» Selected extract:
<<<<

You don't have to be a history major to pick up some extremely disturbing historical reference points.  This is Final Solution territory.  To be fair, this alleged pastor didn't go so far as to propose gas chambers, and he even allowed that the lesbians in their pen and the queers in their pen should be fed, so I suppose there must be some smoldering ember of mercy in that alleged heart somewhere.  I suppose this alleged pastor would prefer that I refer to, say, the "resettlement" camps in which Japanese-Americans were detained during WWII in the United States.  But I don't think that applies so well; his stated intention for his electric-fence facility is that the lesbians and queers 'die off,' right?  So no, I have no intention of softening my language; this human being (at least human in form, I cannot vouch for the state of his human soul at this point) wants to put other people in concentration camps because he hates them for their sexual orientation.

I have not blogged about this, for a couple of reasons.  One is simply that others have done so much more effectively than I could possibly hope to do.  One such example is linked here, just in case you want more detail than I'm providing.  Another reason is that, frankly, I'm uncomfortable enough with the whole blogging business even after a year-plus at it that I frankly don't want to give this alleged pastor any more attention than he is already getting (and no doubt lapping up like a starving cat in front of a bowl of milk).  You have no doubt noticed that I've not even called this alleged pastor by his name, and certainly haven't included any link to the offending video.  I frankly can't stand to be part of the publicity express for this horror.  I'm giving him too much press as it is, and that's with only five people expected to read this entry.

The final reason I don't blog something like this is more personal.

When this business first started bubbling up and the content of this so-called sermon became clear, I couldn't get my mind off of I John 4:20:  Those who say, "I love God," and hate their brothers or sisters, are liars; for those who do not love a brother or sister whom they have seen, cannot love God whom they have not seen.  (NRSV)  4:8 is also good: Whoever does not love does not know God, for God is love.  There's also verse eighteen, There is no fear in love, but perfect love casts out fear; for fear has to do with punishment, and whoever fears has not reached perfection in love.  The latter is the most charitable, I suppose, speaking of fear rather than hatred, and allowing that love is not perfected in the one who fears, rather than using strong words like "hate" and "liar" that get people all nervous and agitated, no matter how much more accurate they may be.  I want to ask this alleged pastor, "How do you answer?  How do you claim to love God and yet spew so much hatred for those who are just as much created as God as you are (which makes them your brothers and sisters, unless you're going to commit the heresy of claiming that some other being besides God has the power to create life)?  How do you dare preach fear instead of love?"  I John may not be a big book, but that doesn't mean it should be ignored.  And this alleged pastor, and I have to say "alleged" because his actions here simply do not merit the title "pastor," seems to have cut it out of his New Testament.

>>>>

(Region segmentation data)
<<<<

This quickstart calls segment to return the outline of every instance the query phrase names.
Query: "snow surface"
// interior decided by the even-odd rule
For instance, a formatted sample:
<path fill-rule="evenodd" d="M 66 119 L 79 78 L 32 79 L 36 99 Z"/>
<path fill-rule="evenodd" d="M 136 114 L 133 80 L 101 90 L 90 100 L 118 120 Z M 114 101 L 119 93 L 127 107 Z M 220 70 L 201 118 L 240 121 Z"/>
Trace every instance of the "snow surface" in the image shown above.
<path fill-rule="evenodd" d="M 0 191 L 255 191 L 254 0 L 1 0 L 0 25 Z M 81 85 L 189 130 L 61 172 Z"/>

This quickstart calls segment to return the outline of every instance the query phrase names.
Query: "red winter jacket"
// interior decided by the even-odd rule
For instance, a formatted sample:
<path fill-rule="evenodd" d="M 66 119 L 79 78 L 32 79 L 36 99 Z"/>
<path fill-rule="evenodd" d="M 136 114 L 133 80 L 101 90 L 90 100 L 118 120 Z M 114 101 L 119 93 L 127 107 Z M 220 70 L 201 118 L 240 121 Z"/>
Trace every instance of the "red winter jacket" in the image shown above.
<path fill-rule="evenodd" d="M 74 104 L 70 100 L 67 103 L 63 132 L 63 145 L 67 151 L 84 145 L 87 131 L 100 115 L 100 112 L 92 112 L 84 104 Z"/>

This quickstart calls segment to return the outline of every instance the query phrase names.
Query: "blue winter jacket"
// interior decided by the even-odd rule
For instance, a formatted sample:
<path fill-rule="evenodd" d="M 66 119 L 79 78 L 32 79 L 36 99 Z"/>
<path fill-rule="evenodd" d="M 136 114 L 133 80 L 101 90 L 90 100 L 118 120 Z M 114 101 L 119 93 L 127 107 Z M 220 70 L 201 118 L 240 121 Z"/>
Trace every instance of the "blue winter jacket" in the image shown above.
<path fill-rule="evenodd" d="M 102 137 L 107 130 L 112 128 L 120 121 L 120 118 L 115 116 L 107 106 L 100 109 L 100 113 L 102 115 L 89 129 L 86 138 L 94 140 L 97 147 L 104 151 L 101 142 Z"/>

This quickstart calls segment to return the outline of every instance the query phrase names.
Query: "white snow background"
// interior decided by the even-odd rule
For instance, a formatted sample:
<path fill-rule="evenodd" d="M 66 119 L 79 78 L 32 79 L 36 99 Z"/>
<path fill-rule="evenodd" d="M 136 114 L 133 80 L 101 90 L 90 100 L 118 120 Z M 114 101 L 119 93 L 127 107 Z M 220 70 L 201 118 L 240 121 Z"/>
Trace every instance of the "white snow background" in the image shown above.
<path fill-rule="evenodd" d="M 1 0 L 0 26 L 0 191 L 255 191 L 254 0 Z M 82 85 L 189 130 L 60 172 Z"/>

>>>>

» What you will do:
1. In the blog post, how many people does the writer expect to read the entry?
2. Transcribe the blog post from "I have not blogged" to "read this entry.".
Use only the blog post to respond.

» Results by task:
1. Five people.

2.
I have not blogged about this, for a couple of reasons.  One is simply that others have done so much more effectively than I could possibly hope to do.  One such example is linked here, just in case you want more detail than I'm providing.  Another reason is that, frankly, I'm uncomfortable enough with the whole blogging business even after a year-plus at it that I frankly don't want to give this alleged pastor any more attention than he is already getting (and no doubt lapping up like a starving cat in front of a bowl of milk).  You have no doubt noticed that I've not even called this alleged pastor by his name, and certainly haven't included any link to the offending video.  I frankly can't stand to be part of the publicity express for this horror.  I'm giving him too much press as it is, and that's with only five people expected to read this entry.